>> Begin SOURCE EXTRACT

4.3.           Validity and Enforceability; Title to Assets. This Agreement is, and each of the other agreements, documents and instruments contemplated hereby to which Seller is a party shall be when executed and delivered by Seller, the valid and binding obligations of Seller enforceable in accordance with its terms.  The Assets include all assets and properties necessary for or currently used in the conduct of the Business, and are adequate to conduct the Business as currently conducted and as proposed to be conducted.  No assets used or useful in the Business are owned by any Member or any Affiliate of Seller. “Affiliate” means, with respect to Seller or any Member or Buyer, any other person or legal entity that directly or indirectly through one or more intermediaries, controls, is controlled by, or is under common control with, such specified person.  At the Closing, Buyer will acquire from Seller good title to the Assets as well as all leasehold or license interests in the Assets, free and clear of all Encumbrances.

>> End SOURCE EXTRACT
>> Begin DATASET EXCERPTS

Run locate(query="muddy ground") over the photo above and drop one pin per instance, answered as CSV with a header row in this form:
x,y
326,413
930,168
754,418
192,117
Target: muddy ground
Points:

>> End DATASET EXCERPTS

Continue the contract excerpt on validity, enforceability, and title to assets, starting after its final sentence.

4.4.           Financial Information.  Seller has delivered to Buyer the balance sheet of Seller as at December 31, 2014 (the December 31, 2014 balance sheet is sometimes referred to herein as the “Balance Sheet” and the date thereof is sometimes referred to as the “Balance Sheet Date”), and the unaudited statements of cash flows, income and stockholders’ equity for the fiscal year then ended (the “Year End Financial Statements”).  Seller has also furnished to Buyer the unaudited balance sheet of Seller as at July 31, 2015 and the unaudited statements of cash flows, income and stockholders’ equity of Seller for the seven-month period then ended (the “Interim Financial Statements”) (the Year End Financial Statements and the Interim Financial Statements being hereinafter collectively referred to as the “Financial Statements”).  Seller has also provided its bank statements to Buyer and all other requested financial information.  The Financial Statements and the notes thereto, if any, (i) are complete and accurate in all material respects and fairly present the financial condition of Seller at the respective dates thereof and the results of operations for the periods then ended, and (ii) were prepared in accordance with the books and records of Seller in conformity with generally accepted accounting principles consistently applied during the periods covered thereby.  None of the Financial Statements contains any material, non-recurring items, except as expressly set forth therein.
 
4.5.           No Material Adverse Changes.  Since its organization, (a) Seller has operated only in the usual and ordinary course of business, (b) there has been no event or condition which individually, or together with any other events or conditions, has had or that could reasonably be expected to have a material adverse effect on the Assets, or the affairs, condition (financial or otherwise), prospects or results of operations of the Business or any material division of the Business whether or not such effect is foreseeable; provided that an event shall not be deemed to have a material adverse effect if it arose due to general economic, market or political conditions or acts of war, terrorism, natural disasters, acts of God or comparable events.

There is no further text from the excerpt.